Stated problem:
Report each line of the material below that contains the string "train", copying every such line in full. Treat the match as case-sensitive.

Dataset records:
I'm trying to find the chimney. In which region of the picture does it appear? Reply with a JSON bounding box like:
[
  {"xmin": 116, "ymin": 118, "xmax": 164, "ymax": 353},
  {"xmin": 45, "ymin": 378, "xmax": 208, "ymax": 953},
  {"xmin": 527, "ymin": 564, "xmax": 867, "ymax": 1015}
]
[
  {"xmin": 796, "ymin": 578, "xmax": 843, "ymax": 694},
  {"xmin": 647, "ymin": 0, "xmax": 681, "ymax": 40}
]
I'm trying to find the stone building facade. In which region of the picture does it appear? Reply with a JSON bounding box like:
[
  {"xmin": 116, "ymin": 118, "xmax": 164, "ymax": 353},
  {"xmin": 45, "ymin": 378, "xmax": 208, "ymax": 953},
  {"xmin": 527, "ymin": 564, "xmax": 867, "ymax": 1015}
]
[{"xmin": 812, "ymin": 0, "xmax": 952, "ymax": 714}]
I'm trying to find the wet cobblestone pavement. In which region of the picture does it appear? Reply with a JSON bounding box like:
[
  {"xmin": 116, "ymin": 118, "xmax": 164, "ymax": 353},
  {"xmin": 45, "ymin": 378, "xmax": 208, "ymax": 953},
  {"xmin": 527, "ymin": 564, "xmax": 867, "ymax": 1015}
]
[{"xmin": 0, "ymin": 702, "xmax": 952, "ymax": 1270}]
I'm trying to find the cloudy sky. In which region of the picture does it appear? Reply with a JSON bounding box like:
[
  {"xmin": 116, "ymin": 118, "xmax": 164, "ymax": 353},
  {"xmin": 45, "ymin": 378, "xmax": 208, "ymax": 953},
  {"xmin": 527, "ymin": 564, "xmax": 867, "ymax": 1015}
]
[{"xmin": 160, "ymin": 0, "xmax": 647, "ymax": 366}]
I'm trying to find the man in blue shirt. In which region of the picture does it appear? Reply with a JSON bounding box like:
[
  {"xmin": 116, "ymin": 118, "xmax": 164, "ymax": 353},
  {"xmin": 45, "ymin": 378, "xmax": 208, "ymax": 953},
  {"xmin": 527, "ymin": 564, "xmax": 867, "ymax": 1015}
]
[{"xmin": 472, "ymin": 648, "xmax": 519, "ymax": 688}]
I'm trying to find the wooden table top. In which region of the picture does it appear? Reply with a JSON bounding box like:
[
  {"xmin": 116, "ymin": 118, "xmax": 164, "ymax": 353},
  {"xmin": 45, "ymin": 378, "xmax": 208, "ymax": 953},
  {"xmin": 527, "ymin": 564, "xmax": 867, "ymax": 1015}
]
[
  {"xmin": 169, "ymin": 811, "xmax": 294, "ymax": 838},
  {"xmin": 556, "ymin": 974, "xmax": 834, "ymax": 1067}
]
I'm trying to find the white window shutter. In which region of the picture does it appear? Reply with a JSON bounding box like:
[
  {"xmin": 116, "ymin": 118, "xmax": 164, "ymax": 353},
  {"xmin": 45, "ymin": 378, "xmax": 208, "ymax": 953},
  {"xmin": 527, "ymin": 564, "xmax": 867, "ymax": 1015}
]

==

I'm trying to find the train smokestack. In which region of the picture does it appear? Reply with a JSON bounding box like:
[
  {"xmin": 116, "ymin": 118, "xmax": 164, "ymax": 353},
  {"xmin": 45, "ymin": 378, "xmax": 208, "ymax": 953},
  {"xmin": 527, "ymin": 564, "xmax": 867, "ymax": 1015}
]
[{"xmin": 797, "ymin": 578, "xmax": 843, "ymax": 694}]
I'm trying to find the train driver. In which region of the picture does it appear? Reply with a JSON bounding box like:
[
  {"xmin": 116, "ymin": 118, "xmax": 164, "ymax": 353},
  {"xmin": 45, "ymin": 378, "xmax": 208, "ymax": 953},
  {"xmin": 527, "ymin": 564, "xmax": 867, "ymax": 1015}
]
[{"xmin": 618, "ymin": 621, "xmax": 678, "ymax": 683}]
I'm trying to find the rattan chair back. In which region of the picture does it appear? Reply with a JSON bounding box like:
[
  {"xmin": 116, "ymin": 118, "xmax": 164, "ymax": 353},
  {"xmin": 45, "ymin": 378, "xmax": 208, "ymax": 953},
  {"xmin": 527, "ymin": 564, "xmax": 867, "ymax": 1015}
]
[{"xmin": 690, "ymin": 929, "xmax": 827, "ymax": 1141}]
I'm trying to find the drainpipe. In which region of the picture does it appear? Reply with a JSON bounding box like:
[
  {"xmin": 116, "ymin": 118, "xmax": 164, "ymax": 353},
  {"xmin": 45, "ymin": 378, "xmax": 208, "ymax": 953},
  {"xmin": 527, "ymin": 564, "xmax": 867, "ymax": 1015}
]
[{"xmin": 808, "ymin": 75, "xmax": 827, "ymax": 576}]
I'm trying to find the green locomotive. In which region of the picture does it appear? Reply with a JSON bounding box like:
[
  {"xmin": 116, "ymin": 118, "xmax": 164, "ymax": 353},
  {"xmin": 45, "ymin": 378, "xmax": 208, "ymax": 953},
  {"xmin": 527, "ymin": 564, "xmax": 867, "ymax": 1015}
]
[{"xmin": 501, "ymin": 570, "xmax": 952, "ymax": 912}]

Answer to the exercise:
I'm trying to find the train smokestack. In which region of the picture does it appear? Reply with a JSON bounding box like:
I'm trying to find the train driver. In which region of the picture does it appear? Reply with a JSON bounding box like:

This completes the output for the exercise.